Render the records as a JSON list of strings, one string per line with blank lines omitted, starting at the line that contains "of the court" and ending at the line that contains "of the short".

[Stored dataset records]
[start]

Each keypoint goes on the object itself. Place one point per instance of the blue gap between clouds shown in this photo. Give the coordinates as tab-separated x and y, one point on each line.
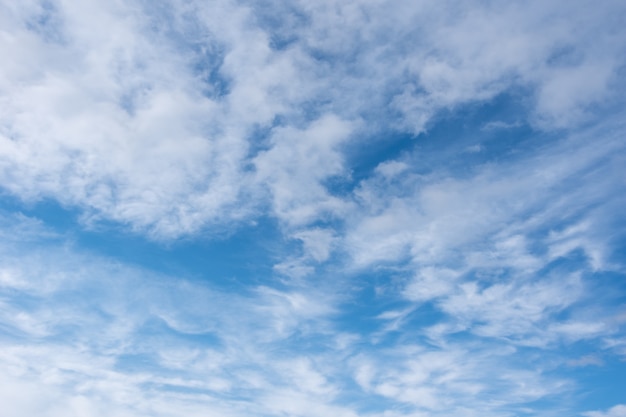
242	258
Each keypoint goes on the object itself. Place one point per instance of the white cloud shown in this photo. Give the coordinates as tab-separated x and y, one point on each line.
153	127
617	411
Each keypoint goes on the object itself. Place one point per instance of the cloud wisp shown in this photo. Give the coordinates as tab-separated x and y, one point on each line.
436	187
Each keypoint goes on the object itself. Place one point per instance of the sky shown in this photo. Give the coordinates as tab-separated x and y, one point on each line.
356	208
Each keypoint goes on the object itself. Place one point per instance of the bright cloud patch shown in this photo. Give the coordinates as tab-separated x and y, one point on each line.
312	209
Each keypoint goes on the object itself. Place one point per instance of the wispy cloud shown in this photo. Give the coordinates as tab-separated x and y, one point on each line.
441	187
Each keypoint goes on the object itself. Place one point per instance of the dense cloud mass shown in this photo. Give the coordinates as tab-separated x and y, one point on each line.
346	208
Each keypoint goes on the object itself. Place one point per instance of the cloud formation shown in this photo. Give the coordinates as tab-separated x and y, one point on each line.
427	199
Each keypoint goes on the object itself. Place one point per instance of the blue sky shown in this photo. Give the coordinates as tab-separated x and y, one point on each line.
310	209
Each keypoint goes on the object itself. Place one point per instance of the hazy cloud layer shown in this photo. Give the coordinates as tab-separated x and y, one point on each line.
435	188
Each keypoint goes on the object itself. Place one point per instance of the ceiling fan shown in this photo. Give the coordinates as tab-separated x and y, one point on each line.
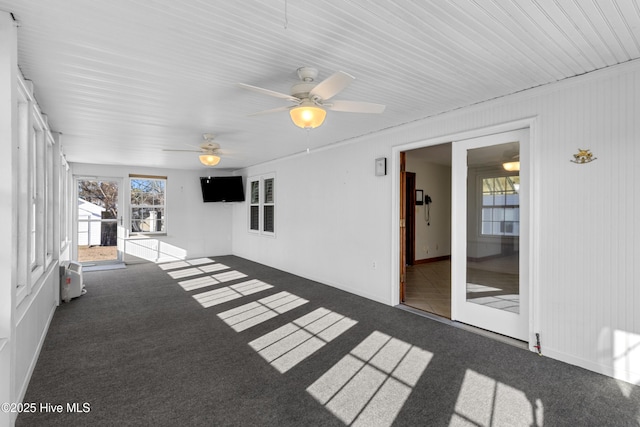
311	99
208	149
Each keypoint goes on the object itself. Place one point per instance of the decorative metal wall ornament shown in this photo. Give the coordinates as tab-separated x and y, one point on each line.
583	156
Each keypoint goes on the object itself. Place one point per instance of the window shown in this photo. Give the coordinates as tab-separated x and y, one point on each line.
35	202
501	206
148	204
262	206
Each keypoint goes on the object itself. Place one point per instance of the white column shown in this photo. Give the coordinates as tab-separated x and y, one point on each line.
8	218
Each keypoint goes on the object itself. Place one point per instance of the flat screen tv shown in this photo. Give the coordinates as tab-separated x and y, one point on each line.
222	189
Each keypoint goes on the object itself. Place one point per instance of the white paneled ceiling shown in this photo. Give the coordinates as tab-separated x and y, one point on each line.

[end]
[start]

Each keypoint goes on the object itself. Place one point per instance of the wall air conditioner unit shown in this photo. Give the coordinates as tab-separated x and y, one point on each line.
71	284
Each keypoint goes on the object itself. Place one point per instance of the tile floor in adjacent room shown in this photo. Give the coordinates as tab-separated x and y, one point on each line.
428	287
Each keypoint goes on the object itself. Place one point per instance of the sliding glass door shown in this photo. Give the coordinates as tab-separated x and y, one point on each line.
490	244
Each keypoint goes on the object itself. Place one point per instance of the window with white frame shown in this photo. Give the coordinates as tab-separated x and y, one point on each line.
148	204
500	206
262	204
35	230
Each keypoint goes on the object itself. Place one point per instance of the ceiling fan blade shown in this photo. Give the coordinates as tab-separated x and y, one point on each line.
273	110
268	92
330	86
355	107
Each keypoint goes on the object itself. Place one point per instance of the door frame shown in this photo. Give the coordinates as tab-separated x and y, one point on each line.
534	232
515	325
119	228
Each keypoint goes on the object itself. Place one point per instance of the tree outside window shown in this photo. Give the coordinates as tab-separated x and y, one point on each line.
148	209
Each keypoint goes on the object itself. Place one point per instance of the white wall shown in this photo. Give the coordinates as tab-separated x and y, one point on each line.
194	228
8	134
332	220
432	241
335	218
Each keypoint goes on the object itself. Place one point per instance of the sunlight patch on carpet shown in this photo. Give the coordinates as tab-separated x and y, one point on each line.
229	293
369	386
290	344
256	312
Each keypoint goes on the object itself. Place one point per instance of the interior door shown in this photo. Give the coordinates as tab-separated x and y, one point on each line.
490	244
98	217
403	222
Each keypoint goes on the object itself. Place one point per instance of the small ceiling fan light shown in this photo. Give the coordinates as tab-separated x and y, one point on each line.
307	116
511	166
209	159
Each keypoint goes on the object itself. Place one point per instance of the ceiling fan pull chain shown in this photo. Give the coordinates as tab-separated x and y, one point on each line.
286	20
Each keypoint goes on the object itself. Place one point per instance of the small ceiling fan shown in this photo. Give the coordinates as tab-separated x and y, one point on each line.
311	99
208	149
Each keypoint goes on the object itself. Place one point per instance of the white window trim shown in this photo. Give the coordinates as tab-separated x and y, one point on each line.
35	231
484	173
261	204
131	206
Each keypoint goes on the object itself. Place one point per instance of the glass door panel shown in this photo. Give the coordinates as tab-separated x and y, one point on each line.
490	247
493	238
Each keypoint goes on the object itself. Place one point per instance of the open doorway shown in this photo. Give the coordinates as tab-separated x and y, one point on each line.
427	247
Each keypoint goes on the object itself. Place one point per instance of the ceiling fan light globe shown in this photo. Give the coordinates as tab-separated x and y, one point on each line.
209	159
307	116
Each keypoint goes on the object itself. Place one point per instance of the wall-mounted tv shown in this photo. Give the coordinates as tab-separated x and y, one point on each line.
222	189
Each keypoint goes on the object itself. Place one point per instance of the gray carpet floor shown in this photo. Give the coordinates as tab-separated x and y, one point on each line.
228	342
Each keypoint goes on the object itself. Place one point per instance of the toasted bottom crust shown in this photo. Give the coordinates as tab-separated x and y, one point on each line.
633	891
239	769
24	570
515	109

[end]
[start]

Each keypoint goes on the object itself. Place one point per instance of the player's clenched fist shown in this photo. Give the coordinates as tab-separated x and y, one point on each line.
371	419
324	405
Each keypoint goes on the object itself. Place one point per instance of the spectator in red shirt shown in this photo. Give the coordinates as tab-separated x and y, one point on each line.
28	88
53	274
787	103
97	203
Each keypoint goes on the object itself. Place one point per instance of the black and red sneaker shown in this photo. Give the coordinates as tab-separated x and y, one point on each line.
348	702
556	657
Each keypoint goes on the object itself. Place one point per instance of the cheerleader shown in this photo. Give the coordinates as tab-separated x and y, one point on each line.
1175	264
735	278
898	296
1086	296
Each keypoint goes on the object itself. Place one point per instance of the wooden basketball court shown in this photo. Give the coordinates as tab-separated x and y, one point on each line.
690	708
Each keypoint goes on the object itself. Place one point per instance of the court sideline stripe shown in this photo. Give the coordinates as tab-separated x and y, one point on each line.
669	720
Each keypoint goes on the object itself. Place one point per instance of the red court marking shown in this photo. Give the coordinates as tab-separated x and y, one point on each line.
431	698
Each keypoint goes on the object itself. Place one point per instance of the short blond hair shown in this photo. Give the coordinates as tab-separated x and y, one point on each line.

[end]

■ ANSWER TO THIS EXERCISE
[
  "Each keypoint goes on the object itself. Place one point per instance of the court sideline stripe shown in this photo. Give the coordinates as tab-separated x and y, one point on each line.",
  "669\t720",
  "Each keypoint goes on the object itself. Place one point per instance of the red court marking shown in this photo. Give the coordinates as tab-separated x and y, one point on each line.",
  "431\t698",
  "Each keypoint goes on the object itself. Place one point per instance of the short blond hair shown in this photo. Give the coordinates as tab-separated x and y, one point on each line."
]